--- begin PASSAGE TO READ ---

West Monroe is a town of about 12,000 that is nestled on the Ouachita River, the 605-mile-long river that rises from the Ouachita Mountains of west-central Arkansas. West Monroe’s downtown area is quaint, slow-paced, and charming — and will not fail to steal the affection of a first-time visitor. Appropriately called Antique Alley, downtown West Monroe is where a day can quickly fly by as you spend hours gawking at numberless antiques and unique gifts that travel the whole gamut in style and price. If you are looking for some open-air adventure, however, and love exploring vineyards, Landry Vineyards is a 20-acre oasis where the wines, the views, and the quiet — may make you forget about all of life’s worries.
Breaux Bridge is among a few towns in the United States whose phone books list both the official names of residents and the residents’ nicknames. But let us face it. That would not be a good enough reason to set foot on this Southern Louisiana secret that is nestled along the picturesque banks of the Bayou Teche, about a two-hour drive west of New Orleans. Known as the “Crawfish Capital of the World” because of the town’s tradition in farming and cooking crawfish, Breaux Bridge’s main street is quite lively and features casual restaurants, locally-owned shops, and eclectic boutiques. You can experience the lively side of Breaux Bridge if you visit the town on the first weekend of May when it plays host to the annual Breaux Bridge Crawfish Festival, the town’s star attraction.
Home to about 15,300 residents, Opelousas is Louisiana’s 21st-largest city. The town’s historic district, anchored in the courthouse square, is evocative and listed on the National Register of Historic Places. Opelousas is nestled on the Gulf Coastal Plain, about 20 miles north of Lafayette. One of the town’s claims to fame is that it is the birthplace of zydeco-music pioneer Clifton Chenier. A first-time visitor can learn much of this history, and the town’s zydeco music heritage, at the Jim Bowie Museum. If you love trees, however, you will want to visit the Louisiana State Arboretum, located about 30 miles from Opelousas — where you will find several plant species endemic to the Pelican State.
While it is often said we should not judge a book by its cover, many would concur that the allure of a town often mirrors the charm of its main street. And if we gauge the appeal of towns by the elegance and style of their main streets, then Louisiana unquestionably houses an abundance of such treasures. From New Iberia, a past recipient of the prestigious Great American Main Street Award from the National Trust for Historic Preservation, to Opelousas, with its storybook historic district listed on the National Register of Historic Places, Louisiana proudly parades some of the country's most enticing main streets.

--- end PASSAGE TO READ ---

WHAT THIS EXERCISE ASKS -
1. Please set down the passage on Louisiana towns word for word, between "Breaux Bridge is" and "town’s star attraction.", inclusive.
2. According to the passage on Louisiana towns, why is Breaux Bridge called the "Crawfish Capital of the World"? Answer in one to three sentences.
Work only from the passage on Louisiana towns, without outside sources.

--- begin DATA SEGMENT ---

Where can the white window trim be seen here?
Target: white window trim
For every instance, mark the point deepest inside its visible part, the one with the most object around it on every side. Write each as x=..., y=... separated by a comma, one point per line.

--- end DATA SEGMENT ---

EXERCISE SOLUTIONS -
1.
Breaux Bridge is among a few towns in the United States whose phone books list both the official names of residents and the residents’ nicknames. But let us face it. That would not be a good enough reason to set foot on this Southern Louisiana secret that is nestled along the picturesque banks of the Bayou Teche, about a two-hour drive west of New Orleans. Known as the “Crawfish Capital of the World” because of the town’s tradition in farming and cooking crawfish, Breaux Bridge’s main street is quite lively and features casual restaurants, locally-owned shops, and eclectic boutiques. You can experience the lively side of Breaux Bridge if you visit the town on the first weekend of May when it plays host to the annual Breaux Bridge Crawfish Festival, the town’s star attraction.

2. Breaux Bridge has that name because of the town's tradition of farming and cooking crawfish.